-- Requirements --
What follows is a set of entries. Repeat them exactly, but not their pictures.

-------- Excerpted data --------

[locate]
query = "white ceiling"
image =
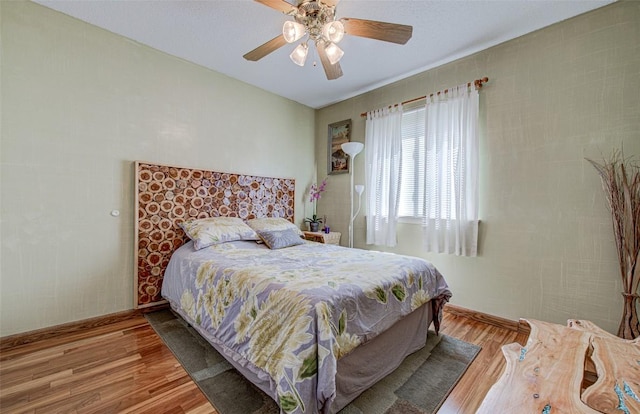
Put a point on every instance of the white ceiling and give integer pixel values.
(216, 33)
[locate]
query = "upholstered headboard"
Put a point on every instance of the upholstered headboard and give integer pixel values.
(167, 196)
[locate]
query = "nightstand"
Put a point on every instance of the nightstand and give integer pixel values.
(322, 237)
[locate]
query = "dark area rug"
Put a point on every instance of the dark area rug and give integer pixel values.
(418, 386)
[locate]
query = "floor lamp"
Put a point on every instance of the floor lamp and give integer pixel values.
(352, 149)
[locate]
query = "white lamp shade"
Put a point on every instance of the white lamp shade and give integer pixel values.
(292, 31)
(352, 148)
(333, 31)
(334, 53)
(299, 54)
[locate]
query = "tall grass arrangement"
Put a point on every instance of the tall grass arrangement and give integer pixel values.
(621, 183)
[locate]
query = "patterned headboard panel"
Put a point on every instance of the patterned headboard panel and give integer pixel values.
(167, 196)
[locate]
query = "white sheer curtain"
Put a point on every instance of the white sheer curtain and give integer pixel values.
(383, 158)
(450, 223)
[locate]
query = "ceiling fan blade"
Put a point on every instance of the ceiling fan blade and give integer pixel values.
(279, 5)
(332, 71)
(388, 32)
(263, 50)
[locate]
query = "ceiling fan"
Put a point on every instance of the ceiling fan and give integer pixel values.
(317, 20)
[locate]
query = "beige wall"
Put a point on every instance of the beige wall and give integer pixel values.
(79, 105)
(554, 97)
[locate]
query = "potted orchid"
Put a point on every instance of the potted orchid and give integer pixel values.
(315, 192)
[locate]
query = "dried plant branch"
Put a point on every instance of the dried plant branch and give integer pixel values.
(621, 183)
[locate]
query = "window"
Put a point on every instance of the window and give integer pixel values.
(412, 180)
(419, 166)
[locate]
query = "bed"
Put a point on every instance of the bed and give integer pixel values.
(310, 324)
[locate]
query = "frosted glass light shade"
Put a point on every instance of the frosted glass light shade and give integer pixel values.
(292, 31)
(334, 53)
(333, 31)
(352, 148)
(299, 54)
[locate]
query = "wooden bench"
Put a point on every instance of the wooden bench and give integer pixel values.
(579, 368)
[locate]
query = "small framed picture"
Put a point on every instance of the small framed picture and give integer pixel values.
(339, 133)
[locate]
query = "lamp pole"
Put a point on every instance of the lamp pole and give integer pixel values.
(352, 149)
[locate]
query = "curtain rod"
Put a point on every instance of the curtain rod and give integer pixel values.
(477, 83)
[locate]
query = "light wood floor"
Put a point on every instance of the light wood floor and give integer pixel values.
(125, 368)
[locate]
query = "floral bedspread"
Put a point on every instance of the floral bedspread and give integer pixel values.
(292, 313)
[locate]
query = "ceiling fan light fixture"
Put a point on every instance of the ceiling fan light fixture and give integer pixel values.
(333, 31)
(299, 54)
(292, 31)
(334, 53)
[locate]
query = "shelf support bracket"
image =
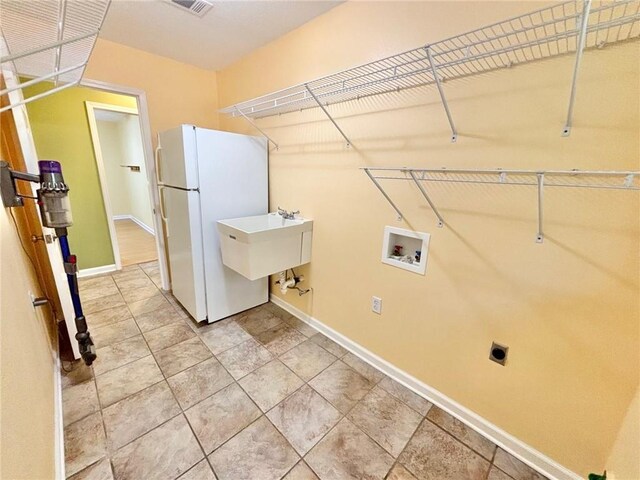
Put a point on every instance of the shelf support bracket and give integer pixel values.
(384, 194)
(427, 198)
(454, 132)
(540, 235)
(329, 116)
(582, 37)
(253, 124)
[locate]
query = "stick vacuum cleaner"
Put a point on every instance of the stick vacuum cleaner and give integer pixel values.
(55, 211)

--------

-- Result for this task --
[locate]
query = "white ceiling"
image =
Put a point on every instance of the white ceiling and give integer pixel values.
(216, 33)
[locate]
query = "upholstered headboard"
Put a point on every instance of the upholstered headboard and give integer pixel values.
(167, 196)
[locate]
query = "nightstand"
Put a point on every instance of the nightstand and give integer pixel values.
(322, 237)
[locate]
query = "dark area rug"
Put a point on every instance of the dark area rug and give integer pixel values.
(418, 386)
[locate]
query = "floor lamp"
Put a point on every instance of the floor lamp and give integer pixel values.
(352, 149)
[locate]
query = "white lamp shade"
Put a point on every instance of the white lamp shade and give integer pixel values.
(292, 31)
(352, 148)
(333, 31)
(334, 53)
(299, 54)
[locate]
query = "tall grass arrangement"
Put a point on every instance of the tall grass arrangement and give integer pixel values.
(621, 183)
[locate]
query = "patterned headboard panel"
Put a point on every instance of the patterned headboard panel and give integer pixel values.
(167, 196)
[locate]
query = "white sheer curtain"
Put a point on every instance of the white sheer curtain and give integer pixel values.
(383, 158)
(450, 223)
[locate]
query = "ceiling fan blade"
Put a point on every instance of the ceiling fan blade and give integer pixel values.
(279, 5)
(332, 71)
(388, 32)
(263, 50)
[locate]
query = "ceiling fan"
Put a point on every instance of the ceiling fan and give integer pixel values.
(317, 20)
[locate]
query = "beige wall"
Put a point on every instance of the beige wall and give integer pixel values.
(79, 105)
(554, 97)
[locate]
query = "potted orchid"
Put a point on every instance of the potted orchid and give integer pixel values.
(315, 192)
[locate]
query = "dried plant branch"
Put a point on every instance of the dried plant branch and give integer pixel values.
(621, 183)
[locate]
query = "window"
Put a point on every instance of the window and give integer pixel values.
(412, 180)
(419, 166)
[locate]
query = "bed"
Put a point on every instance of the bed and give integer pixel values.
(310, 324)
[locate]
query = "frosted glass light shade"
Put a point on every instance of the frosted glass light shade and give integer pixel values.
(292, 31)
(334, 53)
(333, 31)
(352, 148)
(299, 54)
[locate]
query = "wooden bench"
Put a point on every instance of the wooden bench and give integer pixel values.
(579, 368)
[locate]
query = "small framed picture"
Put a point on every instance of the small framed picture and give integer pixel values.
(339, 133)
[locate]
query = "lamp pole"
Put a point on every instance of the lamp pole and give integer pixel values.
(352, 149)
[locate]
query = "curtain rod"
Put a point on every instance of the curtain rod and give integer pixel values.
(477, 83)
[locate]
query = "light wood floor"
Put a point on every instance of the light wood floor and give integer pixel values.
(125, 368)
[locate]
query = "floral bedspread"
Put a point on every instance of the floral bedspread and give integer pixel values.
(292, 313)
[locate]
query = "ceiling fan light fixture"
Put a point on every instance of the ceiling fan light fixture and give integer pixel values.
(333, 31)
(299, 54)
(292, 31)
(334, 53)
[locate]
query = "shelf support bracket"
image =
Put a point on every instance of the shelf support bracket and give integer pixel values.
(384, 194)
(427, 198)
(454, 132)
(540, 235)
(329, 116)
(582, 37)
(253, 124)
[locate]
query = "stick vacuum cleaner"
Put a point on every instance of the stick vacuum cleaner and give integer pixel values.
(55, 211)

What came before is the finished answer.